The modding is going good. Check out the progress: http://geoncic.virtualave.net/pics/casemod I'm a little concerned about the painting since the case is one solid piece, but I'm going to AutoZone tomorrow after work to pick up the high-grit sandpaper and spraypaint to get started.


----------



## geoncic (Jun 20, 2003)

Ahhhhh!! The painting is complete!!!


----------



## Guest (Jul 5, 2003)

Nice Job....................:winkgrin: 

Man you put some serious time into that project, You must be the Dremel expert by now.......................


----------



## shawnbowski (Aug 30, 2002)

Very nice, good job but i built the same thing from legos!


----------



## vmail (Jun 24, 2003)

SPEEDO said:


> *Nice Job....................:winkgrin:
> *


eww


----------



## V0lt (Sep 14, 2002)
-*-
-- Aim --
Reproduce the forum thread on the computer case mod above in full, keeping every character unchanged.

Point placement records
-*-
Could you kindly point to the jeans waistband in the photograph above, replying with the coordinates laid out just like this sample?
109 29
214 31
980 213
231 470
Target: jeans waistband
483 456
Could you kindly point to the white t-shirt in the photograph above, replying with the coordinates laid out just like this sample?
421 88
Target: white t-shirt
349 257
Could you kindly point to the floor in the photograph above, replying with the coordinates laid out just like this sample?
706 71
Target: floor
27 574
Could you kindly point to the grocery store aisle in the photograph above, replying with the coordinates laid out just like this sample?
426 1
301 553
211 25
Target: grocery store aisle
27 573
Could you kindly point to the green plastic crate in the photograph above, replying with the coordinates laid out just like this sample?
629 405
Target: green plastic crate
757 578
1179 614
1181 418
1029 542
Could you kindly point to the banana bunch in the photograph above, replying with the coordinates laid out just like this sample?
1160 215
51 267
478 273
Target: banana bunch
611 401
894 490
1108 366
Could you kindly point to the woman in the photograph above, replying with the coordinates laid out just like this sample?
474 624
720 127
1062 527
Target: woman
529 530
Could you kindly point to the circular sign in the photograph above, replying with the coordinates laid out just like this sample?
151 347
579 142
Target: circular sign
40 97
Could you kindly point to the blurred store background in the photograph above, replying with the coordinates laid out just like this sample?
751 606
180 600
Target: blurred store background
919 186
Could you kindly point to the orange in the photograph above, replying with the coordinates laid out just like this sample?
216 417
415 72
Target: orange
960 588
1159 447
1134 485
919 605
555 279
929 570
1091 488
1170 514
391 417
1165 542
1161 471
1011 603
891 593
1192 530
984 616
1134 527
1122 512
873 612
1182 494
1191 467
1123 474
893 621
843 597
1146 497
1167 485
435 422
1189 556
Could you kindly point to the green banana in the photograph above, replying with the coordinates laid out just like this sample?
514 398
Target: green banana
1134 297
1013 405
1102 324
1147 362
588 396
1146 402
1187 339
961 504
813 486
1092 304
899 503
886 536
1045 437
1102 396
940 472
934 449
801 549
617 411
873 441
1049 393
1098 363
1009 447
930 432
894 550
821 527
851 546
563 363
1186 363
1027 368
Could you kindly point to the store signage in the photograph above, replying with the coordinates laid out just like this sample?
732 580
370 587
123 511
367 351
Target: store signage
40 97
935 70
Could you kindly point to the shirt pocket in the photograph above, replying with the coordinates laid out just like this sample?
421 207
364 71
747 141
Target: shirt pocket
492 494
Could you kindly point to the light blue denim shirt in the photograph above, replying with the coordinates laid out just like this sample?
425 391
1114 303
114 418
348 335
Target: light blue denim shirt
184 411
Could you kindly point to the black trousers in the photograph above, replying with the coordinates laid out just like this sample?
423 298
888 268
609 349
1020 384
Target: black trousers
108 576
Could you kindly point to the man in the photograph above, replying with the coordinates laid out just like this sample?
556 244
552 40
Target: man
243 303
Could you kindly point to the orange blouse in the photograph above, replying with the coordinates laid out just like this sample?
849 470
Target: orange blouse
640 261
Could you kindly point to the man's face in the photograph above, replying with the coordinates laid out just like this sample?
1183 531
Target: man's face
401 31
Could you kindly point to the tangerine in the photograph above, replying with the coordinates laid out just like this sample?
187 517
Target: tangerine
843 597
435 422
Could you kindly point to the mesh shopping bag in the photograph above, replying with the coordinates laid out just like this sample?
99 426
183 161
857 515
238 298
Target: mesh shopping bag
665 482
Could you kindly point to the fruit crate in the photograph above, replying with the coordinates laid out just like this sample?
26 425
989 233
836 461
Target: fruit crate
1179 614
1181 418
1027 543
-*-
-- Response for this exercise --
The modding is going good. Check out the progress: http://geoncic.virtualave.net/pics/casemod I'm a little concerned about the painting since the case is one solid piece, but I'm going to AutoZone tomorrow after work to pick up the high-grit sandpaper and spraypaint to get started.


----------



## geoncic (Jun 20, 2003)

Ahhhhh!! The painting is complete!!!


----------



## Guest (Jul 5, 2003)

Nice Job....................:winkgrin: 

Man you put some serious time into that project, You must be the Dremel expert by now.......................


----------



## shawnbowski (Aug 30, 2002)

Very nice, good job but i built the same thing from legos!


----------



## vmail (Jun 24, 2003)

SPEEDO said:


> *Nice Job....................:winkgrin:
> *


eww


----------



## V0lt (Sep 14, 2002)